▶ **Exercise instructions**
#1 In the passage about The Smiths Indeed below, where and when did the band play its first show?
#2 Continue the passage about The Smiths Indeed below, picking up after its last sentence.

▶ **Provided text**
============

The Smiths Indeed were a tribute band dedicated to The Smiths. The band were from Liverpool in the North West of England. The Smiths Presumably are a continuation of The Smiths Indeed and are based in Antwerp, Belgium.

==History==
The Smiths Indeed were formed in Liverpool in 2005. They played their first show in Glasgow at Bar Bia on 10 December 2005. They quickly gained a reputation for excellent live shows. They have played multiple extensive UK tours, playing prestigious venues such as Manchester Apollo, London Shepherd's Bush Empire and Glasgow Old Fruitmarket. They have also toured Europe and North America. In 2016, they played two shows at the Smiths Morrissey Convention at Avalon Hollywood in Los Angeles. The band strive to recreate the experience of seeing a mid-1980s Smiths concert. In order to get the atmosphere just right, they pay particular attention to using authentic instruments and equipment.

The Smiths Indeed name is taken from the run-out grooves etching on the vinyl of the 1984 Smiths single, "Heaven Knows I'm Miserable Now". A Smiths fanzine called Smiths Indeed also existed between 1986 and 1989.

The musicians were from various well-known Liverpool-based bands such as The Christians, Pete Wylie and Maudlin Rich.

In 2017, singer Jürgen Wendelen formed Morrissey Indeed as a continuation of The Smiths Indeed. Morrissey Indeed were based in Antwerp, Belgium and continued to tour in the UK and Europe. From 2019, they tour as The Smiths Presumably.

==Setlist==
The setlist consists of songs from The Smiths's extensive repertoire. They didn't play any Morrissey solo songs.

============

▶ **Saved entries**
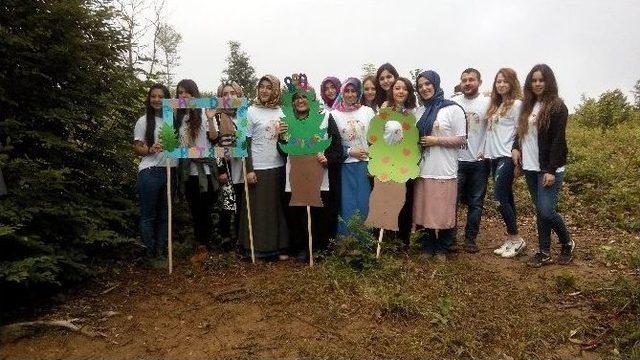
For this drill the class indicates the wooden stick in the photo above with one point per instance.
(169, 219)
(246, 198)
(379, 243)
(310, 236)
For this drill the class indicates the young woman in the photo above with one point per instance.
(502, 118)
(230, 169)
(402, 98)
(324, 219)
(385, 77)
(369, 92)
(329, 88)
(541, 149)
(442, 128)
(152, 174)
(265, 175)
(197, 178)
(352, 120)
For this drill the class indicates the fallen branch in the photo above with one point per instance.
(12, 332)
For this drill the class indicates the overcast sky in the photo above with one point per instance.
(592, 46)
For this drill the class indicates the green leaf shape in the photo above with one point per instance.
(397, 162)
(304, 137)
(168, 137)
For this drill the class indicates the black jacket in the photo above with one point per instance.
(552, 143)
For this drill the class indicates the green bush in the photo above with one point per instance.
(67, 108)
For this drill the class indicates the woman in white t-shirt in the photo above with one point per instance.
(541, 149)
(197, 177)
(265, 175)
(152, 174)
(352, 120)
(402, 98)
(502, 118)
(442, 128)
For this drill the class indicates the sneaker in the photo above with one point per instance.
(566, 253)
(514, 250)
(502, 248)
(540, 259)
(471, 248)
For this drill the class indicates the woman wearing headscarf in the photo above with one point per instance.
(352, 120)
(324, 219)
(265, 175)
(442, 129)
(329, 88)
(230, 170)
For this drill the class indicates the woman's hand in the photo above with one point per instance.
(428, 140)
(155, 148)
(322, 159)
(358, 153)
(516, 157)
(252, 178)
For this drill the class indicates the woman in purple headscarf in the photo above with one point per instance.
(329, 88)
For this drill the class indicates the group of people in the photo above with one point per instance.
(464, 141)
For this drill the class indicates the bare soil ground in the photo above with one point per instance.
(471, 306)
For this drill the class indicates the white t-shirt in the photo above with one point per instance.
(529, 146)
(475, 110)
(263, 131)
(325, 175)
(201, 141)
(353, 127)
(156, 159)
(439, 162)
(501, 132)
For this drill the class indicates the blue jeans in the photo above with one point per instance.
(472, 186)
(502, 169)
(545, 200)
(152, 187)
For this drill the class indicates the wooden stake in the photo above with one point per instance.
(379, 243)
(246, 197)
(310, 236)
(169, 219)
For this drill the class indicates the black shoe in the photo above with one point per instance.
(540, 259)
(471, 248)
(566, 253)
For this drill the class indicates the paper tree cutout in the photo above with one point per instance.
(393, 162)
(169, 105)
(304, 137)
(168, 137)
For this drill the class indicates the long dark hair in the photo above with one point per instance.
(149, 133)
(381, 95)
(550, 100)
(195, 119)
(410, 103)
(373, 104)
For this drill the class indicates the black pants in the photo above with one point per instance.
(201, 208)
(324, 222)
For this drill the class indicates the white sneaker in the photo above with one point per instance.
(501, 249)
(515, 249)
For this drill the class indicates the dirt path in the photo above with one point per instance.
(472, 306)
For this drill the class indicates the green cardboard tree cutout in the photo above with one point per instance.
(392, 163)
(396, 162)
(168, 137)
(304, 140)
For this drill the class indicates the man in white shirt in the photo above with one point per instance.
(473, 170)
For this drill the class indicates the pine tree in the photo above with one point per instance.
(239, 69)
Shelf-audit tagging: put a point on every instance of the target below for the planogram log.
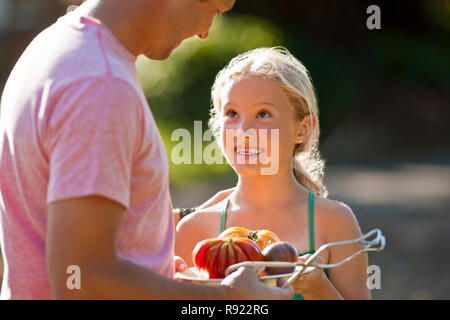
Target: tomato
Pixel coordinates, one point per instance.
(214, 256)
(262, 238)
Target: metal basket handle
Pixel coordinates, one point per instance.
(372, 241)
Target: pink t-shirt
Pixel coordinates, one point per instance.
(75, 122)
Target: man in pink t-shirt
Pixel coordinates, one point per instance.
(84, 183)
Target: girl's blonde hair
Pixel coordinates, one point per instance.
(279, 64)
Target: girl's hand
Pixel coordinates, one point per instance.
(311, 282)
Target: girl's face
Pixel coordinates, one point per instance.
(264, 124)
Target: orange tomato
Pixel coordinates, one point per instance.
(262, 238)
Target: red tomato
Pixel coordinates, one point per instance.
(263, 238)
(214, 256)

============

▶ **Your written answers**
#1 At Bar Bia in Glasgow on 10 December 2005.

#2
Sample setlist (Newcastle Academy, 7 December 2007):

Intro music: Dance Of The Knights (Prokofiev)
Sheila Take A Bow / Nowhere Fast / Heaven Knows I'm Miserable Now / This Charming Man / Still Ill / Reel Around The Fountain / What Difference Does It Make / Hand In Glove / These Things Take Time / William, It Was Really Nothing / Cemetery Gates / What She Said / Barbarism Begins At Home / Stretch Out And Wait / Stop Me If You Think You've Heard This One Before / Ask / Panic
The Queen Is Dead / Please Please Please Let Me Get What I Want / Girlfriend In A Coma / Bigmouth Strikes Again
Shoplifters Of The World Unite / There Is A Light That Never Goes Out

==Band members ==
- Jürgen Wendelen (Morrissey) - Vocals (2006 - 2017)
- Liam Atkinson (Johnny Marr) - Guitars (2006 -2007 / 2012 -2017)
- Bobby Kewley (Andy Rourke) - Bass
- Paul Tsanos (Mike Joyce) - Drums

==Band members (previous)==
- Simon McKelvie (Johnny Marr) - Guitars (2006 / 2008 - 2011)
- Nick Astle (Johnny Marr) - Guitars (2005)
- Roy Verbeke (Andy Rourke) - Bass (2012)
- Peter Muldoon (Andy Rourke) - Bass (2008)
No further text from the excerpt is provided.